Die Deutschkompetenzen steigen mit voranschreitender Migrationsgeneration: In der 1. Generation schätzen 62,3 Prozent der Schülerinnen und Schüler ihre deutschen Sprachkompetenzen als gut ein; in der 2. Generation beträgt der Wert 77,8 Prozent, in der 3. Generation steigt er auf 85,4 Prozent an.


 Persönliche Einschätzung der türkischen Sprachkompetenz

Umgekehrt sinken – nach subjektiver Einschätzung der Befragten - die Türkischkompetenzen mit steigender Migrationsgeneration: In der 1. Generation bewerten die Befragten ihr Türkisch mit 72,8 Prozent als gut, in der 2. Genration liegt der Wert bei 63,6 Prozent, in der 3. Generation geht er auf 49,4 Prozent zurück.

(Aufgabenstellung): Schreibe den Textauszug über die selbst eingeschätzten Deutsch- und Türkischkenntnisse nach Migrationsgeneration im Anschluss an seinen letzten Satz weiter.

(Zeigedaten für Referenzausdrücke)
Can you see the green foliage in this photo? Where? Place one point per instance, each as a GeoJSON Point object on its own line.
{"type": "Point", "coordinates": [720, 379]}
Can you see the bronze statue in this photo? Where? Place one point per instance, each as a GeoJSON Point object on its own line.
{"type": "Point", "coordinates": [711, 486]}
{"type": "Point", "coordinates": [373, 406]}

(Antwort):
Zusammenfassung der Ergebnisse

Von den Befragten Schülerinnen und Schülern …

  • sind 92% in Deutschland geboren.
  • haben 97% einen Kindergarten besucht.
  • gehen 50,8% gerne zur Schule. 
  • besuchen 67% gerne den muttersprachlichen Türkischunterricht.
  • sprechen in der Familie 57,9% Deutsch und Türkisch, 27,8 % nur Türkisch und 7,9% nur Deutsch.
  • sprechen 56% mit den Müttern und 49,7% mit den Vätern nur Türkisch. 
  • sprechen 51% mit ihren Geschwistern nur Deutsch und zu 16% nur Türkisch.
  • sprechen 83,5% mit Großeltern nur Türkisch; jeweils 5% sprechen mit ihnen Deutsch.
  • sprechen diejenigen verstärkt Deutsch als Türkisch, welche die Realschule oder das Gymnasium besuchen. 
  • bewerten 62,3% der 1. Generation ihre Deutschkompetenzen als gut; in der 2. Generation steigt der Wert auf 77,8% und in der 3. Generation auf 84,5%.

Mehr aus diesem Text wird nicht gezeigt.